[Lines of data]
************

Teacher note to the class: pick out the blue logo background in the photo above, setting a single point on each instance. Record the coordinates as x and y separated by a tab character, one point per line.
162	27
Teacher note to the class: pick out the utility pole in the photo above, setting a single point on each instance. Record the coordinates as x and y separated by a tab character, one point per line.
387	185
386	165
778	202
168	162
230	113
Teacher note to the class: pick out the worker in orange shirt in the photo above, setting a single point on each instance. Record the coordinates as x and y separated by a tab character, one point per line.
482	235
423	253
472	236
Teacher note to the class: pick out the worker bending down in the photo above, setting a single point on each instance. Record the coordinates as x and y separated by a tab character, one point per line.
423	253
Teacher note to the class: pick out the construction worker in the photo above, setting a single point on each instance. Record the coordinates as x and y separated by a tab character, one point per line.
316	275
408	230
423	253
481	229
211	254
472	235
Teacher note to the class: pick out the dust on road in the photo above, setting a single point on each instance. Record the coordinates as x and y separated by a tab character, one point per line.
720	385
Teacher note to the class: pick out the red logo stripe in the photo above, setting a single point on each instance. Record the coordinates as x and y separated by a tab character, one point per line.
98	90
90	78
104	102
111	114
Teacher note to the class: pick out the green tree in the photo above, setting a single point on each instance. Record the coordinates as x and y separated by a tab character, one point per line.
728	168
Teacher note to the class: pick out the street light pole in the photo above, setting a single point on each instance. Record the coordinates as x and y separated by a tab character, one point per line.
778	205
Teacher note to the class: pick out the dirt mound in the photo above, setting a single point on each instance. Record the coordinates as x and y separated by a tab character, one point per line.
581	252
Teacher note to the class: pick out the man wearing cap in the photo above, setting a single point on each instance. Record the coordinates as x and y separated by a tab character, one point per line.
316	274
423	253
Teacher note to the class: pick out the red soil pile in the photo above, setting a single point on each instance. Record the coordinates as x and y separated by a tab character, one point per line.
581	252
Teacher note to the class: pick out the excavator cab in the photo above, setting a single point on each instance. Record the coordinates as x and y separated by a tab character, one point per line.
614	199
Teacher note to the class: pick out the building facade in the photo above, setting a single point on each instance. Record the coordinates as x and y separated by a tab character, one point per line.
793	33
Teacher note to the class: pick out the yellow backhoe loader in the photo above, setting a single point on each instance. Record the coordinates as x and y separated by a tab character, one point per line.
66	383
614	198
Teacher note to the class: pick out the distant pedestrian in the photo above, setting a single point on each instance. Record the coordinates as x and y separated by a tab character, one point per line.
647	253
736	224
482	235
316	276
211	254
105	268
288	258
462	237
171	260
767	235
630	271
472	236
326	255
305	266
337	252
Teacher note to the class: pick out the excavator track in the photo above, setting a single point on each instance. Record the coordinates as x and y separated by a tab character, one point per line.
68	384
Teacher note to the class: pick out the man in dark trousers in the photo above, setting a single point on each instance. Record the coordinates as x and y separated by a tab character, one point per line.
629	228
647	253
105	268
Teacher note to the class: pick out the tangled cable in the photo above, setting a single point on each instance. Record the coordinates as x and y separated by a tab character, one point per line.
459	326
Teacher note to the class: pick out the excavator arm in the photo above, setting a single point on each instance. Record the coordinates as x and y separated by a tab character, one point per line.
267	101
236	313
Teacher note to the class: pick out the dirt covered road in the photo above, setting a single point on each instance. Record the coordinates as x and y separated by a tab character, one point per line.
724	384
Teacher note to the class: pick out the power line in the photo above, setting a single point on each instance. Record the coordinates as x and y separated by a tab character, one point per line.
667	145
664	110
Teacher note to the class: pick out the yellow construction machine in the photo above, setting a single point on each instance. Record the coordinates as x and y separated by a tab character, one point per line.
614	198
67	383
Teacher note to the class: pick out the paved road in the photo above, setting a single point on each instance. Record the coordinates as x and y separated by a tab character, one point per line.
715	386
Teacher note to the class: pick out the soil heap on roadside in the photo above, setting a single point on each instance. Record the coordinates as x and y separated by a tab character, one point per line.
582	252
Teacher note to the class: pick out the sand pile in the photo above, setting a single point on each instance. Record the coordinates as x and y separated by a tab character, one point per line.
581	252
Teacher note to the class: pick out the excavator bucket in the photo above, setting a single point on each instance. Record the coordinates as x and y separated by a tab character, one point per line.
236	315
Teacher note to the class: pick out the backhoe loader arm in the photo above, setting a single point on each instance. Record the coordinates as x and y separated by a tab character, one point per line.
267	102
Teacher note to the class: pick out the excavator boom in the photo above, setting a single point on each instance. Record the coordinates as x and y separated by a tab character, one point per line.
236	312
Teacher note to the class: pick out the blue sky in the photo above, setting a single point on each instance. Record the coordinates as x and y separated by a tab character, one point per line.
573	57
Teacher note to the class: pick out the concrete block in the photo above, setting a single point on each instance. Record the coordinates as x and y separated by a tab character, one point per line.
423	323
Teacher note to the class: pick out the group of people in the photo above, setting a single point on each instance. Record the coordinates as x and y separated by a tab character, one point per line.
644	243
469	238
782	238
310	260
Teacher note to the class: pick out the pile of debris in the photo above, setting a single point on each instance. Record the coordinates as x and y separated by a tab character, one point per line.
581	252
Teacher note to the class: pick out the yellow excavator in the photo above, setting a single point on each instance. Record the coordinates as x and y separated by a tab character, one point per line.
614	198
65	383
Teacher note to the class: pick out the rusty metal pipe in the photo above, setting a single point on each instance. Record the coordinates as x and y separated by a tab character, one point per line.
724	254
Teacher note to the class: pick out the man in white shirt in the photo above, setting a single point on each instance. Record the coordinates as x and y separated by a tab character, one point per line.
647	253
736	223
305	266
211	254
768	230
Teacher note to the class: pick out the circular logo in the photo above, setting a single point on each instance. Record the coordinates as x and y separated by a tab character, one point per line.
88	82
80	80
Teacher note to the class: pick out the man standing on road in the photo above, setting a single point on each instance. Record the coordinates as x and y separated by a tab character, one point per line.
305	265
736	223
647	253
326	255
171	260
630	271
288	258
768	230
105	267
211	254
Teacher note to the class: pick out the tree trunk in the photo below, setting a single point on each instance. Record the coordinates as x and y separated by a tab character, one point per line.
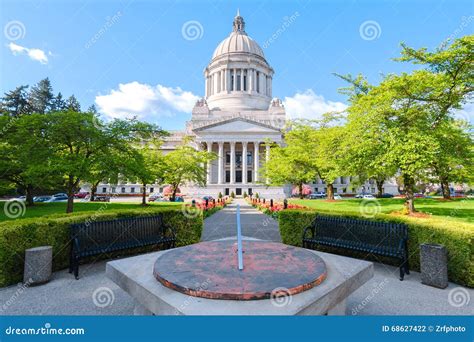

************

- **WHAT IS EXPECTED**: Turn all of the records above into a numbered list, with blank lines left out. Do not include the pictures in the list.

- **FINISHED ANSWER**:
1. Teacher note to the class: pick out the blue logo background in the photo above, setting a single point on each instance. Record the coordinates as x and y separated by a tab character, one point per line.
2. 162	27
3. Teacher note to the class: pick out the utility pole in the photo above, setting a single point on each instance. Record the coordinates as x and y separated by a tab character, one point per line.
4. 387	185
5. 386	165
6. 778	202
7. 168	162
8. 230	113
9. Teacher note to the class: pick out the worker in orange shirt in the photo above, setting a single point on each instance. Record the coordinates as x and y separated by a tab character, one point per line.
10. 482	235
11. 423	253
12. 472	236
13. Teacher note to the class: pick out the worker bending down in the photo above, setting a single point on each instance. Record the coordinates as x and y separated by a tab character, one point per line.
14. 423	253
15. Teacher note to the class: pick out the construction worker in the photo above, setting a single point on each instance. Record the coordinates as x and y separated by a tab character, one point per line.
16. 316	275
17. 408	230
18. 423	253
19. 481	229
20. 211	254
21. 472	235
22. Teacher note to the class: pick out the dust on road in the photo above, setting a single point on each instance. Record the coordinates as x and y separated by a tab character, one point per line.
23. 720	385
24. Teacher note to the class: pick out the red logo stripe in the photo above, setting a single point on each instance. Record the coordinates as x and y separated by a tab character, one point per line.
25. 98	90
26. 90	78
27. 104	102
28. 111	114
29. Teacher note to the class: pick out the green tree in the photo above, setting a single point on each instance. Record the coordinates as x and y separated by a tab character, one point per line.
30. 728	168
31. Teacher note to the class: pick out the street light pole in the photo above, setting a single point on each instance. Record the coordinates as x and y separated by a tab character, one point per line.
32. 778	205
33. Teacher note to the class: pick out the dirt mound in the photo above, setting a single point on each instance. Record the coordinates as x and y separated by a tab character, one point per line.
34. 581	252
35. Teacher note to the class: pick out the man wearing cap in the photo above, setting a single point on each instance. Record the coordinates as x and y separated by a tab character, one point per line.
36. 316	274
37. 423	253
38. Teacher note to the class: pick out the red soil pile in the photo above, setting a single point on each instance. Record the coordinates as x and y separated by a tab character, one point per line.
39. 581	252
40. Teacher note to the class: pick out the excavator cab in the photo above, setting a single point on each instance. Record the coordinates as x and y separated by a tab character, one point per line.
41. 614	199
42. Teacher note to the class: pick out the building facade in the photo above, setting a single point on each instance. Record the coordinates as x and y separated by a tab character, one point per line.
43. 793	33
44. Teacher note to the class: pick out the yellow backhoe loader in the photo above, setting a single point on each instance. Record the coordinates as x and y separated by a tab character, one point per line.
45. 66	383
46. 614	198
47. Teacher note to the class: pick out the distant pedestrian in the photo above, setting a single point on each instance. Record the coordinates as x and y separated by a tab character, one point per line.
48. 647	253
49. 736	224
50. 482	235
51. 316	276
52. 211	254
53. 105	268
54. 288	258
55. 462	237
56. 171	260
57. 767	235
58. 630	271
59. 472	236
60. 326	255
61. 305	266
62. 337	252
63. Teacher note to the class: pick out the excavator track in the photo above, setting a single point on each instance. Record the coordinates as x and y separated by a tab character, one point per line.
64. 68	384
65. Teacher note to the class: pick out the man in dark trousers in the photo above, setting a single point on each instance. Record the coordinates as x and y separated by a tab character, one point per line.
66. 629	228
67. 647	253
68. 105	268
69. Teacher note to the class: pick out the tangled cable in the photo above, setting a single point on each instance. Record the coordinates as x and y separated by a tab character, one point per line.
70. 459	326
71. Teacher note to the class: pick out the excavator arm in the photo above, setting a single point on each instance. Record the coordinates as x and y separated by a tab character, one point per line.
72. 267	101
73. 236	313
74. Teacher note to the class: pick out the dirt covered road in the photo above, setting a single point on each instance. Record the coordinates as x and y separated by a tab character, one point per line.
75. 724	384
76. Teacher note to the class: pick out the power line in the photo above, setting a single point on each instance. Record the coordinates as x and y separated by a tab character, one point per line.
77. 667	145
78. 664	110
79. Teacher note to the class: pick out the yellow construction machine in the photo above, setting a single point on each instance. Record the coordinates as x and y separated by a tab character, one point per line.
80. 614	198
81. 67	383
82. Teacher note to the class: pick out the paved road in the photo above, setting a single point on each instance. Record the coordinates as x and y separated by a tab character, one point per line.
83. 715	386
84. Teacher note to the class: pick out the soil heap on roadside in the photo above, setting a single point on each instance. Record the coordinates as x and y separated by a tab character, one point per line.
85. 582	252
86. Teacher note to the class: pick out the sand pile in the photo above, setting a single point on each instance. Record the coordinates as x and y separated by a tab character, one point per line.
87. 581	252
88. Teacher note to the class: pick out the excavator bucket in the photo above, setting a single point on each instance. Record the coordinates as x and y separated by a tab character, one point per line.
89. 236	315
90. Teacher note to the class: pick out the backhoe loader arm in the photo above, setting a single point on each instance. Record the coordinates as x and y separated by a tab character, one point per line.
91. 267	102
92. Teacher note to the class: pick out the excavator boom in the photo above, setting a single point on each instance. Record the coordinates as x and y separated by a tab character, one point per line.
93. 236	312
94. Teacher note to the class: pick out the blue sky in the photo above, setting a single point on each instance. Record the coordinates as x and y separated by a tab character, one point per line.
95. 573	57
96. Teacher note to the class: pick out the concrete block in the photo above, setting a single point on each instance. Record the coordinates as x and y separated by a tab character, one point per line.
97. 423	323
98. Teacher note to the class: pick out the group of people in the photo above, setting a single point on each instance. Record the coordinates as x and y separated by a tab character, one point per line.
99. 644	243
100. 469	238
101. 782	238
102. 310	260
103. Teacher note to the class: pick out the pile of debris in the photo above, setting a single point on each instance. Record the coordinates as x and y separated by a tab character, one point per line.
104. 581	252
105. Teacher note to the class: pick out the yellow excavator in the photo above, setting a single point on each instance. Record the coordinates as x and y separated by a tab character, one point per line.
106. 614	198
107. 65	383
108. Teacher note to the class: pick out the rusty metal pipe in the photo above, setting a single point on each instance. Record the coordinates as x and y separated by a tab character, one point per line.
109. 724	254
110. Teacher note to the class: pick out the man in white shirt in the photo above, setting a single point on each instance. Record the coordinates as x and y separated by a tab character, one point per line.
111. 647	253
112. 736	223
113. 305	266
114. 211	254
115. 768	230
116. Teacher note to the class: pick out the circular logo in the photo above, setting a single point on each instance. Record the coordinates as x and y separated by a tab character, one point per line.
117. 88	82
118. 80	80
119. Teacher note to the class: pick out the man standing on road in the photo above, setting a single point on each instance. Record the coordinates as x and y separated by a tab character, one point per line.
120. 305	265
121. 736	223
122. 647	253
123. 326	255
124. 171	260
125. 630	271
126. 288	258
127. 768	230
128. 105	267
129. 211	254
130. Teacher note to the class: pick out the tree trunk in the photo below, setting a single point on each instance. Record the coordinates as x and y separated by a tab character, one point per line.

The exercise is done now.